[REQUIREMENTS]:
1. In the forum post about Lloyd Axworthy, reproduce the stretch from "My loathing of" through "press this morning.", changing "press" to "newspaper".
2. Condense the paragraph of the forum post about Lloyd Axworthy that begins "Axworthy appears to be abysmally ignorant" into a shorter version that keeps its main points.

[PROVIDED TEXT]:
──────────────────────────────

Pink Lloyd Axworthy is taking a partisan political cheap shot at Gen Hillier, very much in line with Steven Staples cheap shots about the mythical militarization of Canadian society.

Axworthy appears to be abysmally ignorant of what political control of the military means. He suggests that the military dominates political decision making. If it does it is because the rest of the government’s decision making process is broken. And it’s broken because, for 40 years, it has been systematically weaken by a succession of Liberal, Conservative and Liberal governments – governments in which Axworthy served from 1979 through 2000.

 
My loathing of Axworthy (and, by extension, his like-minded ilk in the Liberal Party - Chretien included) and his weak, vacillating, anti-military, "soft power" travelling road show reached new heights with this trashy, ill-informed shot in the press this morning.
 
An you think you have it bad.....it is my city Axworthy lives  and leaves his rhetorical messes in, much like an untrained puppy....He is president of our Lieberal and NDP think place (U of Wpg), and he's the spout that keeps on spouting.... ::)
 
GAP said:
An you think you have it bad.....it is my city Axworthy lives  and leaves his rhetorical messes in, much like an untrained puppy....He is president of our Lieberal and NDP think place (U of Wpg), and he's the spout that keeps on spouting.... ::)
When I'm asked if there are downsides to living in Winnipeg my usual reply is ." With the exception of Lloyd Axworthy, none that I can think of .On the other hand I have no objections to his brother Tom who is actually a nice guy.

──────────────────────────────

[DATASET ROWS]:

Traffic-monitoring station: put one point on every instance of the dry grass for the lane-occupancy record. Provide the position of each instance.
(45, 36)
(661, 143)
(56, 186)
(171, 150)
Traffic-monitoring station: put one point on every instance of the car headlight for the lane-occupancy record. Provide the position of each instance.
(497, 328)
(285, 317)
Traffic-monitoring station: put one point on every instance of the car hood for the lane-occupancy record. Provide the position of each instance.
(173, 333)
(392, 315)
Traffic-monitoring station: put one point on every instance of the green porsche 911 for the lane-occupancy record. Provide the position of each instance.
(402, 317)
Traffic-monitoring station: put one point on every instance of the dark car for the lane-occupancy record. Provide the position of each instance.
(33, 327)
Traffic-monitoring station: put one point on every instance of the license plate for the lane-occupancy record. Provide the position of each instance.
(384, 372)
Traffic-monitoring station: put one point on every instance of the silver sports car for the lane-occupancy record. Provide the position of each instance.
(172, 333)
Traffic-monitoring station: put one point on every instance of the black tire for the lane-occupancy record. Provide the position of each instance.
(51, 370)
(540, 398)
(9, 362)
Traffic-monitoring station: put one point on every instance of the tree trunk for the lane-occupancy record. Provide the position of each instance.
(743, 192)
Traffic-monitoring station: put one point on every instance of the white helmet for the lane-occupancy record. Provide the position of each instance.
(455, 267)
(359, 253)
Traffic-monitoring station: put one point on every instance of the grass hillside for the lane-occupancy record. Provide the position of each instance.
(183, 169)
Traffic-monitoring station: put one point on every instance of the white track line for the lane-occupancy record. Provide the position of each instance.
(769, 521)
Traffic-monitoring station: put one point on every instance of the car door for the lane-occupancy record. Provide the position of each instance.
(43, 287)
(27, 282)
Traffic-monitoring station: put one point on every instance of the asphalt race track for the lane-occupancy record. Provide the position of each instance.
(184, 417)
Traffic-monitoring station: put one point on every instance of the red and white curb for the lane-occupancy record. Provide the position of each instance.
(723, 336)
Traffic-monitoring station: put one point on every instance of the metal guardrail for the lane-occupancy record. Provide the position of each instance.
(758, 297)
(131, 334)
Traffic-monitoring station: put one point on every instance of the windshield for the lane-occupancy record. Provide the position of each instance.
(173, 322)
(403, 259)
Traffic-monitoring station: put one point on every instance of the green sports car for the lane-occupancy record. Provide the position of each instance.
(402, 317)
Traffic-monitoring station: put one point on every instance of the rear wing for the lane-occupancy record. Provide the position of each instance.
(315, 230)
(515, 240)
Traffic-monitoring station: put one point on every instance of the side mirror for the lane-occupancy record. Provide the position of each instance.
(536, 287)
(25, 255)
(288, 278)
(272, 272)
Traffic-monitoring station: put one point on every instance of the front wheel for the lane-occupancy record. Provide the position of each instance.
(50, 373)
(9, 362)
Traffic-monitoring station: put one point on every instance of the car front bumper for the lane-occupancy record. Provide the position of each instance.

──────────────────────────────

[OUTPUTS IN ORDER]:
1.
My loathing of Axworthy (and, by extension, his like-minded ilk in the Liberal Party - Chretien included) and his weak, vacillating, anti-military, "soft power" travelling road show reached new heights with this trashy, ill-informed shot in the newspaper this morning.

2. Axworthy seems not to understand political control of the military and claims the military dominates political decisions. If so, it is only because the government's decision-making process is broken. Forty years of Liberal, Conservative and Liberal governments weakened that process, and Axworthy served in those governments from 1979 through 2000.